Reproduce every line of the following entries verbatim, without any alteration.

— Begin —

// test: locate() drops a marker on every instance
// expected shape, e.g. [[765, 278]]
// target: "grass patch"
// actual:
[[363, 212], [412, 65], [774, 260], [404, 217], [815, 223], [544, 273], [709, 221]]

— End —

--- The answer ---
// test: locate() drops a marker on every instance
// expected shape, e.g. [[765, 278]]
// target: "grass patch"
// actual:
[[363, 212], [412, 65], [774, 260], [404, 217], [815, 223], [544, 273], [709, 221]]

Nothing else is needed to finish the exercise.